Une autre circonstance déterminante avait été l'arrivée à Paris d'un des plus hauts personnages de la Perse. Hussein-Khán avait été envoyé, par Mehemet-Chah, auprès du roi Louis-Philippe, pour lui demander quelques instructeurs destinés à faire l'éducation des troupes persanes. La confiance témoignée par cette démarche était un encouragement naturel à l'envoi de la mission projetée.

On conçoit, par l'objet de cette ambassade, qu'elle était tout exceptionnelle ou extraordinaire, pour parler le langage diplomatique. D'après cela, la composition de son personnel devait l'être également. On n'avait pas de notions exactes sur la Perse. On était presque au même point que l'empereur Napoléon, en 1805, sur l'état général de ce pays. Depuis cette époque, il avait subi des changements notables qui rendaient insuffisants, après trente-cinq années, les documents existants. On avait besoin de connaître son système gouvernemental actuel, sa population, ses ressources militaires, ses arts, son état moral, toutes choses qu'il importait au gouvernement français de savoir pour remplir le but qu'il se proposait.

Ces connaissances acquéraient une grande importance par la position de ce royaume resté seul indépendant au milieu du cercle toujours de plus en plus resserré que circonscrivaient autour de lui les deux grandes puissances dont les envahissements allaient toujours croissant.

Il est dans l'avenir de la Perse, où, parties des deux extrémités de l'Asie, la Russie et l'Angleterre tendent de plus en plus à se rencon

trer, d'être l'échiquier sur lequel l'une et l'autre joueront la partie dont l'enjeu doit être inévitablement la possession complète de cette partie du monde.

Les notions que ces graves questions nécessitaient étaient variées. Il fallait, pour les approfondir, composer l'ambassade de personnes dont les attributions et les connaissances fussent spéciales. C'est ce à quoi on chercha à arriver en la constituant telle qu'elle partit.

M. Ed. de Sercey fut nommé ministre plénipotentiaire ; on lui donna pour secrétaires MM. de La Valette, d'Archiac, Gerard et de Chazelles. Chacun de ces messieurs devait recueillir des documents sur une branche désignée des connaissances demandées. M. Desgranges, qui avait, pendant plusieurs années, rempli les fonctions de premier drogman à l'ambassade de France à Constantinople, y fut adjoint. Il apportait le tribut de son expérience des mœurs et coutumes de l'Orient. Deux officiers avaient été ajoutés à cette liste, MM. de Beaufort, capitaine d'état-major, et Daru, capitaine de cavalerie. Chacun d'eux, selon sa spécialité, devait faire des rapports concernant les places de guerre, leurs moyens de défense, la constitution de l'armée, son armement et la cavalerie persane, qui ne laissait pas d'avoir une certaine réputation. M. le docteur Lachèze et M. KazimirskiBiberstein furent désignés, le premier comme médecin, le second en qualité d'interprète pour le persan.

=== MATÉRIEL RECUEILLI ===

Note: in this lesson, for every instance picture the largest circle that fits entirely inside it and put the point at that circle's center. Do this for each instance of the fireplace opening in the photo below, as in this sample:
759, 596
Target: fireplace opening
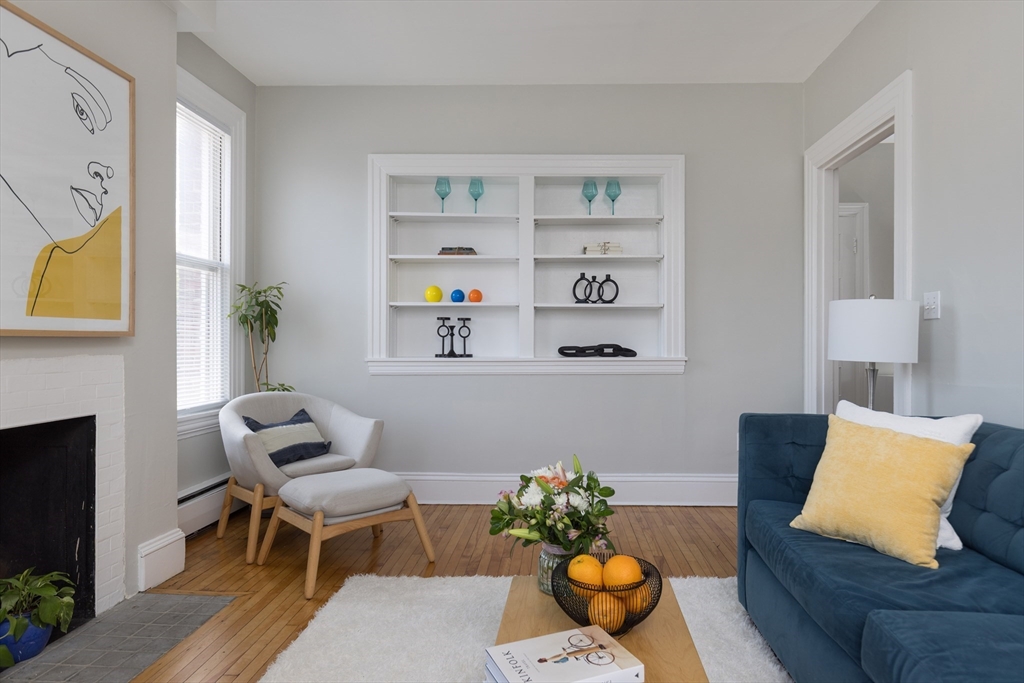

=== CONSIGNES ET EXIGENCES ===
Recopiez fidèlement le passage de l'extrait sur l'ambassade en Perse qui va de « Les notions que » jusqu'à « telle qu'elle partit. » inclus. Le matériel ci-dessus est indépendant de l'extrait et forme un ensemble à part.

=== RÉSULTAT OBTENU ===
Les notions que ces graves questions nécessitaient étaient variées. Il fallait, pour les approfondir, composer l'ambassade de personnes dont les attributions et les connaissances fussent spéciales. C'est ce à quoi on chercha à arriver en la constituant telle qu'elle partit.